## TASK INSTRUCTIONS
Reproduce the material below line for line, without changing a single character.

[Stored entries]
-- START --

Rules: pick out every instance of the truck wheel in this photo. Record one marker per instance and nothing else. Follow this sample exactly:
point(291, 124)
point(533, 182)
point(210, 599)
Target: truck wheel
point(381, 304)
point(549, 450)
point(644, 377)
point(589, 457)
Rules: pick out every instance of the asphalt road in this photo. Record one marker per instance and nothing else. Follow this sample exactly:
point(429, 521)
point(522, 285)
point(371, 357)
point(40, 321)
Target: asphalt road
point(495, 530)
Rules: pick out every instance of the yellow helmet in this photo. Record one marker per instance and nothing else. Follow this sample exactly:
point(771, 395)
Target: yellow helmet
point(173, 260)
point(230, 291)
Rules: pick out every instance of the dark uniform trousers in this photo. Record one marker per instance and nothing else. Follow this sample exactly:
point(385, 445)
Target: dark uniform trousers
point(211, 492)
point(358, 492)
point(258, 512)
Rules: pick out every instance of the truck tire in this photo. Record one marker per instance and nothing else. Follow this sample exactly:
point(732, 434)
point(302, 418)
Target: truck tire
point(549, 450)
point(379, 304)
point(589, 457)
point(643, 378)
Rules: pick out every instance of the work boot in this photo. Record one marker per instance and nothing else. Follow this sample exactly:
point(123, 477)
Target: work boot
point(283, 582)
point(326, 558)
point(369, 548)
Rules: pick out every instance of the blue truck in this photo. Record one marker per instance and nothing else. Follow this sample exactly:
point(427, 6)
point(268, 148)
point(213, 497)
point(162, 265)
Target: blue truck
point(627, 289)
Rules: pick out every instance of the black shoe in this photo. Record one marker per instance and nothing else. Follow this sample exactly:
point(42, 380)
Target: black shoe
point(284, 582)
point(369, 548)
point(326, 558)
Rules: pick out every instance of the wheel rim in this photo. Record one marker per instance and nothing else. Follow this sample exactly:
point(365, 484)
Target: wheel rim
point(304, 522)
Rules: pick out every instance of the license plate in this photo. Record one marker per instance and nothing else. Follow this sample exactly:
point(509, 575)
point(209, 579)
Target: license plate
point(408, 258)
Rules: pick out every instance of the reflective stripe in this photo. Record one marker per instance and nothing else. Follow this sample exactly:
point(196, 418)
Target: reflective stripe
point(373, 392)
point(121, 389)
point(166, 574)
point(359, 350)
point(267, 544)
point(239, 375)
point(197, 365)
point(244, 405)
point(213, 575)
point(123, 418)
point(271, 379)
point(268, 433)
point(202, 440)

-- END --

## TASK OUTPUT
Rules: pick out every instance of the truck wheel in this photo. Record one marker per instance and nothing else. Follow this sample exactly:
point(291, 124)
point(533, 182)
point(210, 599)
Target: truck wheel
point(381, 304)
point(549, 450)
point(644, 377)
point(589, 457)
Rules: pick out every instance of the asphalt road in this photo. Record one marker per instance and nothing else. Follow this sample exactly:
point(429, 521)
point(522, 285)
point(371, 357)
point(40, 321)
Target: asphalt road
point(495, 530)
Rules: pick out every instance of the yellow helmet in this photo. Record one marker per instance and nothing else. Follow this sample exactly:
point(771, 395)
Target: yellow helmet
point(173, 260)
point(230, 291)
Rules: pick out every instance of the dark uniform trousers in this photo. Record one marker per instance and nothing else. Follow this sample exactly:
point(385, 445)
Target: dark uniform trousers
point(211, 492)
point(358, 492)
point(258, 512)
Rules: pick out every instance of the truck tire in this photo. Record one marker per instance and nothing else. Follow this sample exactly:
point(732, 434)
point(302, 418)
Target: truck tire
point(549, 450)
point(379, 304)
point(589, 457)
point(643, 378)
Rules: pick out every instance of the work boot in this photo. Record one marker per instance and nothing else. Follow this sample exactly:
point(123, 477)
Target: work boot
point(283, 582)
point(326, 558)
point(369, 548)
Rules: pick out every instance of the blue truck in this photo. Record one marker per instance and nothing else. Follow this sample exactly:
point(427, 6)
point(268, 148)
point(213, 497)
point(162, 265)
Target: blue truck
point(627, 289)
Rules: pick out every instance of the black shoe in this photo. Record one marker per instance and nothing else. Follow this sample exactly:
point(42, 380)
Target: black shoe
point(284, 582)
point(369, 548)
point(326, 558)
Rules: pick out every instance of the wheel rim in this photo. Record one marker per instance and nothing else. Follow this sample exactly:
point(365, 484)
Target: wheel rim
point(304, 522)
Rules: pick out every instance of the license plate in this photo. Record one marker per instance and nothing else. Follow this sample exactly:
point(509, 575)
point(209, 579)
Target: license plate
point(408, 258)
Rules: pick out every instance of the reflective stripe in this photo. Record one marker per instance and nothing else. Follow this sample exactly:
point(196, 418)
Target: reflective stripe
point(373, 392)
point(121, 389)
point(166, 574)
point(359, 350)
point(267, 544)
point(239, 375)
point(197, 365)
point(244, 405)
point(213, 575)
point(123, 418)
point(271, 379)
point(268, 433)
point(202, 440)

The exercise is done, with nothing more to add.